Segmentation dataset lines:
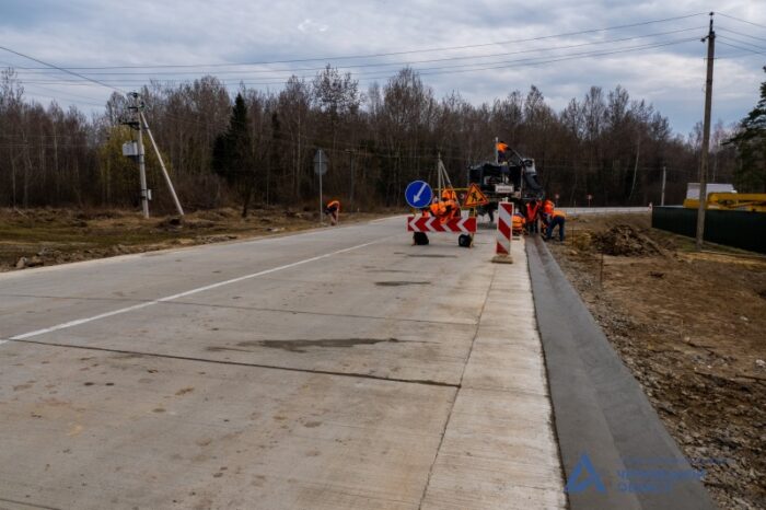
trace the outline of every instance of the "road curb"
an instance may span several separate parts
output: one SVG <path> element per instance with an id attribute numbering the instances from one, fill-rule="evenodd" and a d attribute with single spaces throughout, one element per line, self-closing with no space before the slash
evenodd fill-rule
<path id="1" fill-rule="evenodd" d="M 677 482 L 664 492 L 625 489 L 619 472 L 627 460 L 632 470 L 635 460 L 663 460 L 673 473 L 689 473 L 692 467 L 545 243 L 539 237 L 527 241 L 535 314 L 565 474 L 569 479 L 587 455 L 605 488 L 570 491 L 570 508 L 716 508 L 698 480 Z M 580 475 L 578 479 L 583 479 L 588 473 Z"/>

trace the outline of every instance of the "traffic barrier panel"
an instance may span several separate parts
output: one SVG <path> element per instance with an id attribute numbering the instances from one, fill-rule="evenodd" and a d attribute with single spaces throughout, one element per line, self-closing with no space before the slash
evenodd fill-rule
<path id="1" fill-rule="evenodd" d="M 513 204 L 501 201 L 498 204 L 498 231 L 492 262 L 513 262 L 511 239 L 513 239 Z"/>
<path id="2" fill-rule="evenodd" d="M 441 222 L 433 216 L 410 216 L 407 218 L 407 232 L 457 232 L 476 233 L 476 218 L 452 218 Z"/>

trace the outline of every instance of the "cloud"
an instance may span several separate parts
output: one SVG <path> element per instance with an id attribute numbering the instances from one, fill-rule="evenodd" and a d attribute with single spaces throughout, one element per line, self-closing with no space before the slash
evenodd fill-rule
<path id="1" fill-rule="evenodd" d="M 766 2 L 717 3 L 721 12 L 766 24 Z M 8 47 L 61 66 L 263 62 L 398 53 L 332 62 L 352 72 L 362 89 L 373 81 L 385 82 L 409 63 L 422 72 L 423 81 L 439 96 L 457 91 L 475 104 L 491 103 L 517 89 L 525 92 L 535 84 L 549 104 L 561 108 L 571 97 L 581 98 L 591 85 L 611 90 L 620 84 L 631 97 L 653 103 L 676 131 L 685 134 L 701 118 L 705 45 L 698 39 L 706 32 L 707 16 L 623 25 L 690 13 L 703 14 L 697 0 L 674 0 L 671 4 L 635 0 L 4 0 L 0 38 Z M 763 46 L 758 39 L 724 30 L 766 37 L 766 30 L 723 16 L 716 19 L 716 25 L 721 28 L 721 43 L 730 36 Z M 544 38 L 608 26 L 623 27 Z M 646 37 L 684 28 L 693 30 Z M 628 37 L 641 38 L 613 40 Z M 538 40 L 520 42 L 530 38 Z M 694 40 L 594 55 L 596 50 L 617 51 L 647 42 L 682 38 Z M 478 44 L 486 46 L 403 53 Z M 554 46 L 572 47 L 552 49 Z M 756 47 L 752 49 L 757 51 Z M 568 59 L 574 53 L 583 55 Z M 758 84 L 764 80 L 761 68 L 766 58 L 723 44 L 719 45 L 717 57 L 721 59 L 716 62 L 713 118 L 729 124 L 743 117 L 757 101 Z M 312 69 L 325 63 L 318 59 L 188 68 L 177 69 L 175 74 L 169 69 L 112 71 L 123 74 L 97 74 L 107 70 L 82 72 L 111 80 L 125 90 L 136 89 L 150 78 L 186 80 L 205 73 L 218 74 L 231 83 L 232 90 L 240 81 L 263 83 L 252 86 L 275 90 L 290 74 L 311 77 L 315 72 Z M 0 53 L 2 65 L 39 67 Z M 20 70 L 20 74 L 31 96 L 58 96 L 61 104 L 77 100 L 83 108 L 89 107 L 85 101 L 102 104 L 112 92 L 97 85 L 61 83 L 63 77 L 57 72 Z"/>
<path id="2" fill-rule="evenodd" d="M 311 18 L 306 18 L 298 24 L 298 30 L 301 32 L 327 32 L 327 25 L 317 23 Z"/>

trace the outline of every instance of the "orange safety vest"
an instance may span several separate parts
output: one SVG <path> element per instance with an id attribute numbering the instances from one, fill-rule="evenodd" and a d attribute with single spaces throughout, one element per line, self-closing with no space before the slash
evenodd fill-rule
<path id="1" fill-rule="evenodd" d="M 457 200 L 457 194 L 452 188 L 445 188 L 441 193 L 442 200 Z"/>
<path id="2" fill-rule="evenodd" d="M 554 202 L 550 200 L 545 200 L 543 202 L 543 212 L 546 215 L 553 215 L 554 213 Z"/>

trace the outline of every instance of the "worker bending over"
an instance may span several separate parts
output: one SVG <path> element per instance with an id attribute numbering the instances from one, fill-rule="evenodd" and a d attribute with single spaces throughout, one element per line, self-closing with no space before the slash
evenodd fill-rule
<path id="1" fill-rule="evenodd" d="M 539 229 L 537 227 L 537 219 L 539 217 L 539 202 L 537 201 L 536 198 L 533 198 L 527 205 L 526 205 L 526 233 L 527 234 L 536 234 L 539 232 Z"/>
<path id="2" fill-rule="evenodd" d="M 454 189 L 446 188 L 441 194 L 441 200 L 431 204 L 431 213 L 439 218 L 439 221 L 446 223 L 453 218 L 460 218 L 460 204 Z"/>
<path id="3" fill-rule="evenodd" d="M 548 241 L 554 233 L 554 229 L 558 227 L 558 240 L 564 242 L 564 224 L 567 222 L 567 215 L 558 209 L 554 209 L 548 216 L 547 225 L 545 229 L 545 240 Z"/>
<path id="4" fill-rule="evenodd" d="M 508 149 L 510 149 L 510 148 L 508 147 L 508 143 L 506 143 L 504 141 L 500 140 L 500 141 L 497 143 L 496 149 L 497 149 L 497 151 L 498 151 L 498 162 L 501 163 L 501 162 L 503 162 L 503 161 L 508 161 Z"/>
<path id="5" fill-rule="evenodd" d="M 330 200 L 325 207 L 325 216 L 329 217 L 330 224 L 338 224 L 338 218 L 340 217 L 340 202 L 338 200 Z"/>

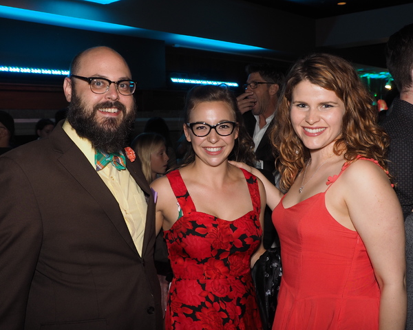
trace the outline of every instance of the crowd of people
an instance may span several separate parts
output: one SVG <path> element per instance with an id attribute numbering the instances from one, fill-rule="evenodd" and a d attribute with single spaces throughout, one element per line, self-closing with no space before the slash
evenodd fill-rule
<path id="1" fill-rule="evenodd" d="M 131 139 L 123 57 L 81 52 L 36 141 L 0 111 L 0 329 L 413 329 L 412 54 L 413 24 L 380 120 L 329 54 L 195 86 L 178 150 L 160 118 Z"/>

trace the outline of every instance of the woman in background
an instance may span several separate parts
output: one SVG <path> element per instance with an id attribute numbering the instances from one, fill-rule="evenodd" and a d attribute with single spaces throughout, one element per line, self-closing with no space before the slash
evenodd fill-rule
<path id="1" fill-rule="evenodd" d="M 156 133 L 142 133 L 135 138 L 131 146 L 140 159 L 142 171 L 149 184 L 165 174 L 169 157 L 163 136 Z"/>

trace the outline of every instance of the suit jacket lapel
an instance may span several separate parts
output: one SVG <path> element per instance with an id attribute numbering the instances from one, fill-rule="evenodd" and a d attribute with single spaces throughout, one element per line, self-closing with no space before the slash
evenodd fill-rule
<path id="1" fill-rule="evenodd" d="M 155 236 L 155 206 L 153 196 L 149 187 L 149 184 L 142 172 L 141 164 L 139 158 L 136 157 L 136 160 L 134 162 L 131 162 L 127 157 L 126 167 L 129 171 L 130 175 L 136 182 L 136 184 L 138 184 L 138 186 L 139 186 L 145 193 L 147 203 L 148 204 L 143 236 L 143 245 L 142 247 L 142 255 L 144 256 L 150 239 Z"/>
<path id="2" fill-rule="evenodd" d="M 61 123 L 50 138 L 54 150 L 61 153 L 59 161 L 101 206 L 127 245 L 138 254 L 116 199 L 85 155 L 63 131 Z"/>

_Set task_
Reproduce all of the lines above verbatim, omitting the pictures.

_Answer to this problem_
trace the outline of every instance of the "road curb"
an instance may span several separate parts
output: one SVG <path> element per instance with an id attribute numbering the instances from one, fill-rule="evenodd" and a d attribute with single spaces throughout, one element per line, self-closing with no space before the slash
evenodd fill-rule
<path id="1" fill-rule="evenodd" d="M 677 482 L 664 492 L 625 489 L 619 472 L 627 460 L 632 470 L 635 460 L 663 460 L 673 473 L 689 473 L 692 467 L 545 243 L 539 237 L 527 241 L 535 314 L 565 474 L 569 479 L 587 455 L 605 488 L 570 491 L 570 508 L 716 508 L 698 480 Z M 580 475 L 578 479 L 583 479 L 588 473 Z"/>

trace the outline of every instance of the "traffic barrier panel"
an instance may span several separate parts
output: one SVG <path> element per instance with an id attribute numbering the instances from one, fill-rule="evenodd" and a d attribute with single spaces throughout, one element per line, self-closing with no space before the slash
evenodd fill-rule
<path id="1" fill-rule="evenodd" d="M 513 204 L 501 201 L 498 204 L 498 231 L 492 262 L 513 262 L 511 239 L 513 239 Z"/>
<path id="2" fill-rule="evenodd" d="M 441 222 L 433 216 L 410 216 L 407 218 L 407 232 L 457 232 L 476 233 L 476 218 L 452 218 Z"/>

trace the outline of every instance of the "cloud"
an instance may span several separate parts
output: one SVG <path> element per instance with an id attribute numbering the instances from one, fill-rule="evenodd" and a d attribute with single spaces throughout, one element per line, self-closing with no space before the slash
evenodd fill-rule
<path id="1" fill-rule="evenodd" d="M 766 2 L 717 3 L 721 12 L 766 24 Z M 8 47 L 61 66 L 263 62 L 398 53 L 332 62 L 352 72 L 362 89 L 373 81 L 385 82 L 409 63 L 422 72 L 423 81 L 439 96 L 457 91 L 475 104 L 491 103 L 517 89 L 525 92 L 535 84 L 549 104 L 561 108 L 571 97 L 581 98 L 591 85 L 611 90 L 620 84 L 631 97 L 653 103 L 676 131 L 685 134 L 701 118 L 705 45 L 698 39 L 706 32 L 707 16 L 623 25 L 690 13 L 703 14 L 697 0 L 674 0 L 671 4 L 635 0 L 4 0 L 0 38 Z M 763 46 L 758 39 L 724 30 L 766 37 L 766 30 L 723 16 L 716 19 L 716 25 L 721 28 L 721 43 L 730 36 Z M 544 38 L 608 26 L 623 27 Z M 646 37 L 684 28 L 693 30 Z M 628 37 L 641 38 L 613 40 Z M 538 40 L 520 42 L 530 38 Z M 694 40 L 594 55 L 596 50 L 617 51 L 647 42 L 682 38 Z M 478 44 L 486 46 L 403 53 Z M 554 46 L 572 47 L 552 49 Z M 756 47 L 752 49 L 757 51 Z M 568 59 L 574 53 L 583 55 Z M 758 84 L 764 80 L 761 68 L 766 58 L 723 44 L 719 45 L 717 57 L 721 59 L 716 62 L 713 118 L 729 124 L 743 117 L 757 101 Z M 312 69 L 325 63 L 318 59 L 188 68 L 177 69 L 175 74 L 169 69 L 112 71 L 123 74 L 97 74 L 107 70 L 82 72 L 111 80 L 125 90 L 136 89 L 150 78 L 186 80 L 205 73 L 218 74 L 231 83 L 232 90 L 240 81 L 263 83 L 252 86 L 275 90 L 290 74 L 311 77 L 315 72 Z M 0 53 L 2 65 L 39 67 Z M 20 70 L 20 74 L 31 96 L 58 96 L 61 104 L 77 100 L 83 108 L 89 107 L 85 101 L 102 104 L 112 92 L 97 85 L 61 83 L 63 77 L 57 72 Z"/>
<path id="2" fill-rule="evenodd" d="M 311 18 L 306 18 L 298 24 L 298 30 L 301 32 L 327 32 L 327 25 L 317 23 Z"/>

trace the outline of every instance of the "orange safety vest"
an instance may span several separate parts
output: one SVG <path> element per instance with an id attribute numbering the instances from one, fill-rule="evenodd" and a d attribute with single spaces throughout, one element per line, self-closing with no space before the slash
evenodd fill-rule
<path id="1" fill-rule="evenodd" d="M 457 200 L 457 194 L 452 188 L 445 188 L 441 193 L 442 200 Z"/>
<path id="2" fill-rule="evenodd" d="M 554 202 L 550 200 L 545 200 L 543 202 L 543 212 L 546 215 L 553 215 L 554 213 Z"/>

trace the outline of every instance of the "worker bending over"
an instance may span several separate parts
output: one SVG <path> element per instance with an id attribute numbering the instances from one, fill-rule="evenodd" and a d attribute with single spaces throughout, one element per line, self-closing with no space before the slash
evenodd fill-rule
<path id="1" fill-rule="evenodd" d="M 539 229 L 537 227 L 537 219 L 539 217 L 539 202 L 537 201 L 536 198 L 533 198 L 527 205 L 526 205 L 526 233 L 527 234 L 536 234 L 539 232 Z"/>
<path id="2" fill-rule="evenodd" d="M 454 189 L 446 188 L 441 194 L 441 200 L 431 204 L 431 213 L 439 218 L 439 221 L 446 223 L 453 218 L 460 218 L 460 204 Z"/>
<path id="3" fill-rule="evenodd" d="M 548 241 L 554 233 L 554 229 L 558 227 L 558 240 L 564 242 L 564 224 L 567 222 L 567 215 L 558 209 L 554 209 L 548 216 L 547 225 L 545 229 L 545 240 Z"/>
<path id="4" fill-rule="evenodd" d="M 508 149 L 510 149 L 510 148 L 508 147 L 508 143 L 506 143 L 504 141 L 500 140 L 500 141 L 497 143 L 496 149 L 497 149 L 497 151 L 498 151 L 498 162 L 501 163 L 501 162 L 503 162 L 503 161 L 508 161 Z"/>
<path id="5" fill-rule="evenodd" d="M 330 200 L 325 207 L 325 216 L 329 217 L 330 224 L 338 224 L 338 218 L 340 217 L 340 202 L 338 200 Z"/>

trace the outline of every instance of the crowd of people
an instance may span several separate parts
output: one SVG <path> element per instance with an id attribute numbering the instances from one, fill-rule="evenodd" and a d attribute with single spaces throughout, one element per line, self-closing with no space before the slash
evenodd fill-rule
<path id="1" fill-rule="evenodd" d="M 131 139 L 123 57 L 81 52 L 36 141 L 0 111 L 0 329 L 413 329 L 412 54 L 413 24 L 380 120 L 329 54 L 195 86 L 178 150 L 160 118 Z"/>

trace the outline of every instance of the woman in background
an instance may span several separate parts
output: one SVG <path> element per instance with an id attribute numbering the instances from one, fill-rule="evenodd" and a d attribute with single spaces throughout, one element per line, self-closing with no space before the slash
evenodd fill-rule
<path id="1" fill-rule="evenodd" d="M 156 133 L 142 133 L 135 138 L 131 146 L 140 159 L 142 171 L 149 184 L 165 174 L 169 157 L 163 136 Z"/>

trace the outline of every instance of the suit jacket lapel
an instance may span several separate parts
output: one SVG <path> element per instance with an id attribute numbering the instances from one, fill-rule="evenodd" and a d attribute with single spaces throughout, one element per line, self-closing with no space before the slash
evenodd fill-rule
<path id="1" fill-rule="evenodd" d="M 155 236 L 155 206 L 153 196 L 149 187 L 149 184 L 142 172 L 141 164 L 139 158 L 136 157 L 136 160 L 134 162 L 131 162 L 127 157 L 126 167 L 129 171 L 130 175 L 136 182 L 136 184 L 138 184 L 138 186 L 139 186 L 145 193 L 147 203 L 148 204 L 143 236 L 143 245 L 142 247 L 142 255 L 144 256 L 150 239 Z"/>
<path id="2" fill-rule="evenodd" d="M 61 123 L 50 138 L 54 150 L 61 153 L 59 161 L 101 206 L 127 245 L 138 254 L 116 199 L 85 155 L 63 131 Z"/>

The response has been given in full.